Requirement:
Transcribe all of the material exactly, except for its pictures.
--- start Information shown ---
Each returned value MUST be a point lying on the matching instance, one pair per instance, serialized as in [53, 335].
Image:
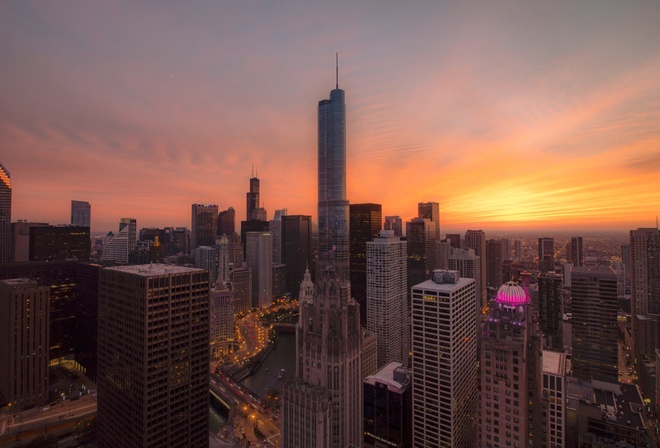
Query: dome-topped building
[511, 293]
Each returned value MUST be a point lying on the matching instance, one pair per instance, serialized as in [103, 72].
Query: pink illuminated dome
[511, 293]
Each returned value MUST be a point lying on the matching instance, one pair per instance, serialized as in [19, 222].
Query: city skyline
--- end Information shown ---
Task answer:
Each returned value MUST be a point lying on the matching instance, one pair per instance, serialized as in [53, 335].
Image:
Query: dome-topped building
[511, 293]
Each returned value MUST be a point lying on the matching instance, one pair per instance, serialized as in [103, 72].
Query: pink illuminated dome
[511, 293]
Each returned value MUST be a point lying on the matching instance, one pair per instance, serialized as in [19, 222].
Query: city skyline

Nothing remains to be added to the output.